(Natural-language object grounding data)
....
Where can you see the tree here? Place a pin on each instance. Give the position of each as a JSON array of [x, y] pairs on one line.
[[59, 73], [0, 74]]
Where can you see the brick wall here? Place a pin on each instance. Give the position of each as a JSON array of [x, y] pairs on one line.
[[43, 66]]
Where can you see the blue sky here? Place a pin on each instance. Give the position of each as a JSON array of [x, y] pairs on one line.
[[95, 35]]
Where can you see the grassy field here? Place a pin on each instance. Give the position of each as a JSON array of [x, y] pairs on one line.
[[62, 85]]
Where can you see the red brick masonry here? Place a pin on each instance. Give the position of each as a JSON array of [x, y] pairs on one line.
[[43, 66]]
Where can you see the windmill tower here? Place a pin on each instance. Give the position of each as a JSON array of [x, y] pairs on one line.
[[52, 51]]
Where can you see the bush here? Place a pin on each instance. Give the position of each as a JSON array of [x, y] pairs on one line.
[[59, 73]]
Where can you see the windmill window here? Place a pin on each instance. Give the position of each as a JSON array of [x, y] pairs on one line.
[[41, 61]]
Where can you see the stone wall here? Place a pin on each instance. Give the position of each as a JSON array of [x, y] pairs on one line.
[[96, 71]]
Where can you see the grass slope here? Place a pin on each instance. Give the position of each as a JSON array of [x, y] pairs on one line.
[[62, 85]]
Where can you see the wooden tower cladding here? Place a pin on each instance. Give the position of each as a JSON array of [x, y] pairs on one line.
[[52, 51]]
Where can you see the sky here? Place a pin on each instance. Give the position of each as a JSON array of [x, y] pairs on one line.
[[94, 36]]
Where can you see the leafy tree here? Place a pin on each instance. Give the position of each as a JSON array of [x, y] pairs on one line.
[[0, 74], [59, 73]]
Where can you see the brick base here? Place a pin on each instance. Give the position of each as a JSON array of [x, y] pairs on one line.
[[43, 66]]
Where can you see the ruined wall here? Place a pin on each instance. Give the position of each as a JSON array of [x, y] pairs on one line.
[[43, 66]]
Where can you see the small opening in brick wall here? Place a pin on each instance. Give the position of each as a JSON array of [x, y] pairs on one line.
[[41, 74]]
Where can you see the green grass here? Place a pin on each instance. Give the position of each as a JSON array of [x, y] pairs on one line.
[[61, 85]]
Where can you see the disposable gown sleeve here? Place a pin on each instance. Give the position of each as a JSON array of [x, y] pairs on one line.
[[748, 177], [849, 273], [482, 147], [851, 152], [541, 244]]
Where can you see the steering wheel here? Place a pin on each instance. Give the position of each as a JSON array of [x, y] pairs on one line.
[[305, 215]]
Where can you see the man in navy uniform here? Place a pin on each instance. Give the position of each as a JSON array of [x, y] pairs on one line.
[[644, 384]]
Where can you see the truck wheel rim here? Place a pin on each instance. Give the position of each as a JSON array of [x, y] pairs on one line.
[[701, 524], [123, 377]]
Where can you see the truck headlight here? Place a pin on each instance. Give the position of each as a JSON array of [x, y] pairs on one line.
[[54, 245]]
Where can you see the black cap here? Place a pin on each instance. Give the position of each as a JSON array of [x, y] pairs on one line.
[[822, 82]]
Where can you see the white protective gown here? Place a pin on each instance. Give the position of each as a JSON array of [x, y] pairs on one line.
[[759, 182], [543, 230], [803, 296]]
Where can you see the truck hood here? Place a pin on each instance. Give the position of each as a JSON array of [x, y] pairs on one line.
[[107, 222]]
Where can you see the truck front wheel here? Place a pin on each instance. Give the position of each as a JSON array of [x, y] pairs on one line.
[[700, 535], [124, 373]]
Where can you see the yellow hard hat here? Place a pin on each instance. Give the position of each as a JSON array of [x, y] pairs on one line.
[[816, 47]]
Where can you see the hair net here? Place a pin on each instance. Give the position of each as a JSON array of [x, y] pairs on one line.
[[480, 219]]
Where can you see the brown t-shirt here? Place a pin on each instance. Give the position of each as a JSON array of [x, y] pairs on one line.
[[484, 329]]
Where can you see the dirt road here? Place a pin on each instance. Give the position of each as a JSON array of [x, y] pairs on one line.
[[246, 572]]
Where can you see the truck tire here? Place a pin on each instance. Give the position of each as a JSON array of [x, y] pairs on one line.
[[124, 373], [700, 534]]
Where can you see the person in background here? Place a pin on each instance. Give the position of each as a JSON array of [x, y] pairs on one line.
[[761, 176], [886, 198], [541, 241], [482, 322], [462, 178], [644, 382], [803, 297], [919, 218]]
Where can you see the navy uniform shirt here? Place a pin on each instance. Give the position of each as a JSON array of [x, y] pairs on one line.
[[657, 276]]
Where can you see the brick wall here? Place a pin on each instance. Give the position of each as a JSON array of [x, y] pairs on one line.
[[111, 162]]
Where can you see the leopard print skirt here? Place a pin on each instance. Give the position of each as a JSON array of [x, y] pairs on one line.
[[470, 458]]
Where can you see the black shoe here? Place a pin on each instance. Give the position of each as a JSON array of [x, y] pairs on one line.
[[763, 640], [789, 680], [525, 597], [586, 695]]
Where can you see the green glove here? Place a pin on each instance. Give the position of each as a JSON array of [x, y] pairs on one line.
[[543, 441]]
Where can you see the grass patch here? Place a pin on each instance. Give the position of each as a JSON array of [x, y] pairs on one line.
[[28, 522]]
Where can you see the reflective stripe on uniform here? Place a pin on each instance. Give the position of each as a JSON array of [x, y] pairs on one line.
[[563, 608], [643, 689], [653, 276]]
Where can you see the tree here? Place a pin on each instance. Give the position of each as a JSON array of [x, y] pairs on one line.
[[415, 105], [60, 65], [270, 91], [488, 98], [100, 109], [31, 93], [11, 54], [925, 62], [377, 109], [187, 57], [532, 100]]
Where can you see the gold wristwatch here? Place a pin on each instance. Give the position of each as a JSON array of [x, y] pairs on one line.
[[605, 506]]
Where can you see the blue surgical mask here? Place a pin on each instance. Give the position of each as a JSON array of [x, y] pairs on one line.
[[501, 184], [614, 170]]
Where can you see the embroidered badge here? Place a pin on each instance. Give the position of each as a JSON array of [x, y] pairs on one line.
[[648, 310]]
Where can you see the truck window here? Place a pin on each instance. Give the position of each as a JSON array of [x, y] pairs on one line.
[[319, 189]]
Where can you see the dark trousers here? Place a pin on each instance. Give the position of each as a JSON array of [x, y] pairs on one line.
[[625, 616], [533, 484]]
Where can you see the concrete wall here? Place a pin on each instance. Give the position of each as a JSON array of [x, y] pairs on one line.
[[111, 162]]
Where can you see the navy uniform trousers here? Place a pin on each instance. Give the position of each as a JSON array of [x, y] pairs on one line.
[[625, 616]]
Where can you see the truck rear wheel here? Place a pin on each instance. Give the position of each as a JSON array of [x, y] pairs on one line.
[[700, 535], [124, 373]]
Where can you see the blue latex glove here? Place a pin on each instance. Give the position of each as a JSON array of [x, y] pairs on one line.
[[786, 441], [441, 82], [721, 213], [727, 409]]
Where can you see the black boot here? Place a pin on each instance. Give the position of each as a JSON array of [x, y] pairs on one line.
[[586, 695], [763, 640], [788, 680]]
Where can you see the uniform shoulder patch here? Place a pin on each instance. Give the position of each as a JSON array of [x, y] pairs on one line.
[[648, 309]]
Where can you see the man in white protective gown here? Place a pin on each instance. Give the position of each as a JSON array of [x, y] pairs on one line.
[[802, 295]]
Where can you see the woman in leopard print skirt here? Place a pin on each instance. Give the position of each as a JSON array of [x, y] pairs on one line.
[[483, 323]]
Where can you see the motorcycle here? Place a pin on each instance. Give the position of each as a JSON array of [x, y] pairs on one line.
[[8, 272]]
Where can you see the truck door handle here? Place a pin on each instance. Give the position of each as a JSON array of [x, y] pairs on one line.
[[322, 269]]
....
__Problem to work on__:
Your reply should contain each entry, copied without alteration.

__Solution to this exercise__:
Where can you see the tree here? Place a pin on each instance. Give the position of each as a JSON array of [x, y] pairs on one line.
[[59, 73], [0, 74]]
Where can you see the brick wall here? Place a pin on each instance. Give the position of each as a JSON array of [x, y] pairs on one line.
[[43, 66]]
Where can you see the blue sky here? Place a pin on each instance. Give the position of each as a JSON array of [x, y] pairs on one line.
[[95, 35]]
Where can you see the grassy field here? Place a pin on each instance. Give the position of each as a JSON array of [x, y] pairs on one line.
[[62, 85]]
Where can you see the red brick masonry here? Place a pin on each instance. Give the position of each as a JSON array of [x, y] pairs on one line.
[[43, 66]]
Where can you see the windmill tower here? Place a pin on each instance. Give the position of each as a JSON array of [x, y] pairs on one line.
[[52, 51]]
Where can you see the bush here? Place a pin on each instance. Give the position of each as a JSON array of [x, y] pairs on one line.
[[59, 73]]
Where can you see the windmill window here? Place a pin on each instance. Give the position of each as a JSON array of [x, y] pairs on one line.
[[41, 61]]
Where can you see the stone wall here? Place a pin on each instance. Give the position of each as a JSON array of [x, y] pairs on one line.
[[96, 71]]
Where can you see the grass slope here? Place a pin on each instance. Give the position of each as a JSON array of [x, y] pairs on one line.
[[62, 85]]
Where can you see the wooden tower cladding here? Place a pin on each instance. Give the position of each as a JSON array of [x, y] pairs on one line.
[[52, 51]]
Where can you see the sky here? Place a pin on each instance. Give the position of each as a JSON array of [x, y] pairs on one line.
[[94, 36]]
Where can you see the leafy tree here? Place a pin on each instance. Give the position of each as a JSON array of [x, y] pairs on one line.
[[0, 74], [59, 73]]
Where can you see the brick base here? Place a pin on each instance. Give the position of each as a JSON array of [x, y] pairs on one line.
[[43, 66]]
Where can you see the ruined wall here? Place a pin on each instance. Give the position of each as a JSON array of [x, y] pairs on one line.
[[43, 66]]
Where can you see the small opening in brick wall here? Place a pin on each instance. Give the position of each as a JSON array of [x, y] pairs on one line.
[[41, 74]]
Where can you see the green grass here? Place a pin on each instance. Give the position of each as a JSON array of [x, y] pairs on one line.
[[61, 85]]
Where can you see the disposable gown sleeve here? Place a pin on each instance. Give the position of each as a JSON array of [x, y] pairs on one line.
[[748, 177], [849, 273], [482, 147], [851, 152], [541, 244]]
Where can you see the steering wheel here? Place a pin on each instance. Give the position of each as a JSON array of [x, y] pairs on one line.
[[305, 215]]
Where can you see the man in navy uniform here? Place a pin on each instance. Give the position of each as a JSON array of [x, y] pairs on one line.
[[644, 384]]
Where can you see the truck wheel rim here? Place a pin on each instance. Give the position of each as a JSON array of [x, y] pairs on one line.
[[701, 524], [123, 377]]
Where can you see the truck headlight here? Place a pin on each instance. Give the position of each as a JSON array of [x, y] pairs on one line.
[[54, 245]]
Where can you see the black cap here? Place a pin on each instance. Give the position of each as a JSON array of [x, y] pairs on one line.
[[822, 82]]
Where can you see the white protective gown here? Place a pin on each instance. Give the position of each as a JSON array of [x, y] pairs on one line.
[[759, 182], [543, 230], [803, 296]]
Where can you see the truck hood here? Place a pin on each instance. Give the position of each as a JSON array of [x, y] pairs on one line.
[[107, 222]]
Where can you see the truck front wheel here? Place a pin on each instance. Give the position of each as a JSON array of [x, y] pairs on one line.
[[700, 535], [124, 373]]
Where can you see the yellow hard hat here? Place a pin on each instance. Give the position of each as a JSON array of [x, y] pairs on one line.
[[816, 47]]
Where can you see the hair net here? Place a pin on each instance. Give the position of each as a JSON array of [x, y] pairs on one line.
[[480, 219]]
Where can you see the brown t-shirt here? Place a pin on each instance. Give the position of each as a JSON array of [x, y] pairs on one line.
[[484, 329]]
Where can you see the dirt road here? Place a pin on each instance. Give the position of each as a JSON array of [x, y] pairs on one line.
[[246, 572]]
Where can you see the truck tire here? Place a pin on each instance. Give the position of each as a JSON array of [x, y] pairs on one line.
[[124, 373], [700, 534]]
Where can you see the person in background here? Place a pin on each instance. Give the position of each as a JSON array of [x, y] pairs on one line.
[[761, 176], [886, 198], [541, 241], [482, 322], [462, 178], [644, 382], [803, 297], [919, 218]]
Where can you see the navy uniform shirt here? Place a pin on each instance. Give the position of each as a JSON array of [x, y] pairs on one line.
[[657, 276]]
Where can you see the brick wall here? Place a pin on each instance. Give the position of each as a JSON array of [x, y] pairs on one line.
[[111, 162]]
Where can you see the leopard print skirt here? Place a pin on each instance. Give the position of each as a JSON array of [x, y] pairs on one line.
[[470, 458]]
Where can you see the black shoe here? Place a pin on each instance. Give the position of each as a JSON array of [x, y] pairs on one line.
[[763, 640], [789, 680], [525, 597], [586, 695]]
Where can you see the green glove here? Place a pin on each instance. Give the position of each as a JSON array of [x, y] pairs on one line.
[[543, 441]]
Where can you see the grass patch here? Place a pin on each instance. Give the position of each as a JSON array of [x, y] pairs on one line.
[[28, 522]]
Where can you see the reflective stripe on uniform here? Place a pin on each instance. Give the position of each as a JSON array of [x, y] pairs on one line.
[[563, 608], [643, 689], [653, 276]]
Where can you see the tree here? Place a pin on each instance. Give the position of each as a JSON array of [x, y] pairs on one line.
[[415, 105], [60, 65], [270, 91], [488, 98], [100, 109], [31, 93], [11, 54], [925, 62], [377, 109], [187, 57], [532, 100]]
Where can you see the gold wristwatch here? Place a pin on each instance. Give the position of each as a JSON array of [x, y] pairs on one line.
[[605, 506]]
Where can you see the blue surgical mask here? Place a pin on each instance. Give the position of each as a JSON array of [x, y] pairs on one line.
[[501, 184], [614, 170]]
Where can you see the embroidered badge here? Place a pin on each instance. Give the position of each as a JSON array of [x, y] pairs on one line.
[[648, 310]]
Where can you see the truck window here? Place a pin on each instance. Give the position of each as a JSON array of [x, y] pairs on one line.
[[319, 189]]
Where can you see the dark trousers here? Place a pin on each instance. Give the position of each as a JSON array of [x, y] pairs on one line.
[[625, 616], [533, 484]]
Where can you see the concrete wall here? Place a pin on each instance. Give the position of each as a JSON array of [x, y] pairs on one line.
[[111, 162]]
Where can you see the navy uniform trousers here? Place a pin on each instance. Give the position of each as a JSON array of [x, y] pairs on one line.
[[625, 616]]
Where can you see the truck rear wheel here? Place a pin on each instance. Give the position of each as a JSON array of [x, y] pairs on one line.
[[700, 535], [124, 373]]
Where can you see the blue latex glove here? Place a pin on each instance. Give the position of each as a JSON array of [x, y] pairs on one line.
[[786, 441], [441, 82], [721, 213], [727, 409]]
Where can you see the black boot here? Place a pin on each instance. Give the position of each as a JSON array of [x, y] pairs on one line.
[[586, 695], [763, 640], [788, 680]]
Where can you see the uniform shoulder patch here? Place a pin on each instance. Give the position of each as a JSON array of [x, y] pairs on one line.
[[648, 309]]
Where can you see the man in white protective gown here? Place a pin on each instance. Give the position of each as a JSON array of [x, y] pairs on one line.
[[802, 295]]
Where can you see the woman in leopard print skirt here? Place a pin on each instance. Give the position of each as a JSON array of [x, y] pairs on one line.
[[483, 323]]
Where can you see the motorcycle here? Place a pin on each instance. Give the position of each as a JSON array of [x, y] pairs on one line.
[[8, 272]]
Where can you see the truck door handle here? Place a pin on each instance. Give the position of each as a JSON array of [x, y] pairs on one line.
[[322, 269]]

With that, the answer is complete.